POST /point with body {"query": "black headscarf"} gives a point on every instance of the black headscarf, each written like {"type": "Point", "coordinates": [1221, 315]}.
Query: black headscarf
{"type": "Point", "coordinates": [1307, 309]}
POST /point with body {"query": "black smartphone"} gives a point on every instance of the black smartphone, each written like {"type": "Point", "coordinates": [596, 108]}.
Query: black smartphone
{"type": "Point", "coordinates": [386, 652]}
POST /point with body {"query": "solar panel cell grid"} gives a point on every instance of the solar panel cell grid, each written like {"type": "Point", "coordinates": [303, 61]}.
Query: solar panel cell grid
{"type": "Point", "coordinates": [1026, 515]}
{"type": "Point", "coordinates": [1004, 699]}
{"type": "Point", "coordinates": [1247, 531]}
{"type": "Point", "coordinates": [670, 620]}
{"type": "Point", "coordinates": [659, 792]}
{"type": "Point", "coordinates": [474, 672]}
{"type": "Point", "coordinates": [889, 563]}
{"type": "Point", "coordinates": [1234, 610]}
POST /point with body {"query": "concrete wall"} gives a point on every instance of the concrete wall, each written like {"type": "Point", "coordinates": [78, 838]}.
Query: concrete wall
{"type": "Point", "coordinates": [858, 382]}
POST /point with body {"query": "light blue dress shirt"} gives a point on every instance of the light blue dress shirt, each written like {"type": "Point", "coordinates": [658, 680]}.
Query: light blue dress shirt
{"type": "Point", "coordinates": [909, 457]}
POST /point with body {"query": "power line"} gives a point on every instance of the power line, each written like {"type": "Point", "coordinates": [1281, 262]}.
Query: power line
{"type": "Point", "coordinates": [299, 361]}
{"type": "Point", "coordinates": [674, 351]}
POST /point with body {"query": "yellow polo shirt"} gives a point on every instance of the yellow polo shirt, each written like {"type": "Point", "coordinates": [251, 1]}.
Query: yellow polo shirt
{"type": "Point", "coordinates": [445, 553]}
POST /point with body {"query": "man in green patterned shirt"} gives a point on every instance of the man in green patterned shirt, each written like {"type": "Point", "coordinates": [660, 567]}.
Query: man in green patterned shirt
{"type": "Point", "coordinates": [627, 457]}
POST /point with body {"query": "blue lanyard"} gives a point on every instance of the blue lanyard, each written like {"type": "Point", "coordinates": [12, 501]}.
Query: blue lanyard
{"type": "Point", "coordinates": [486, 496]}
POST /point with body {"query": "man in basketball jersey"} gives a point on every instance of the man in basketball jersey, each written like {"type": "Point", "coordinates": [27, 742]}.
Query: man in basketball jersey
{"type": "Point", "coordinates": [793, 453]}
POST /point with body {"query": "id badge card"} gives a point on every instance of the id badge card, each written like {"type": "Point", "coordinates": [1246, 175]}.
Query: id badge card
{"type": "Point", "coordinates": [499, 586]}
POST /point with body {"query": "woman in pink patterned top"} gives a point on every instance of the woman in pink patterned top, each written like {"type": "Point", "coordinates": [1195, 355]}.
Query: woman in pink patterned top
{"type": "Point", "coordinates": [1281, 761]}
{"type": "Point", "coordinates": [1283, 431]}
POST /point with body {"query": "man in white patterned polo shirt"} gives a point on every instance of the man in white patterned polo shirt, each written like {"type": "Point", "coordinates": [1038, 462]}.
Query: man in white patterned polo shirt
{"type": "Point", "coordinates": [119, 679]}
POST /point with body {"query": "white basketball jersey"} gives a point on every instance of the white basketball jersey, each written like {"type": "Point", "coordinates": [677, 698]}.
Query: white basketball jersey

= = = = =

Every line from the one containing "of the blue" through the last line of the entries must be written out verbatim, and no other line.

POST /point with body {"query": "blue lanyard"} gives a point on every instance of the blue lanyard, each written like {"type": "Point", "coordinates": [12, 501]}.
Query: blue lanyard
{"type": "Point", "coordinates": [486, 496]}
POST /point with body {"query": "man in basketball jersey"} gives a point on every instance of the man in basketball jersey, each written like {"type": "Point", "coordinates": [27, 742]}.
Query: man in basketball jersey
{"type": "Point", "coordinates": [793, 453]}
POST /point with body {"query": "id badge card"} gives a point on every instance of the id badge card, each written like {"type": "Point", "coordinates": [1246, 175]}.
Query: id badge card
{"type": "Point", "coordinates": [499, 586]}
POST /point with body {"query": "woman in pink patterned top"} gives a point on every instance of the woman in pink patterned top, each written like {"type": "Point", "coordinates": [1195, 355]}.
Query: woman in pink patterned top
{"type": "Point", "coordinates": [1281, 761]}
{"type": "Point", "coordinates": [1283, 431]}
POST /point with body {"query": "man in white patterned polo shirt"} gives a point on every instance of the man in white patterned polo shirt, each written like {"type": "Point", "coordinates": [1038, 462]}.
Query: man in white patterned polo shirt
{"type": "Point", "coordinates": [119, 679]}
POST /point with body {"query": "white basketball jersey"} gives a point on every instance of the white basketball jersey, each written like {"type": "Point", "coordinates": [677, 698]}.
Query: white basketball jersey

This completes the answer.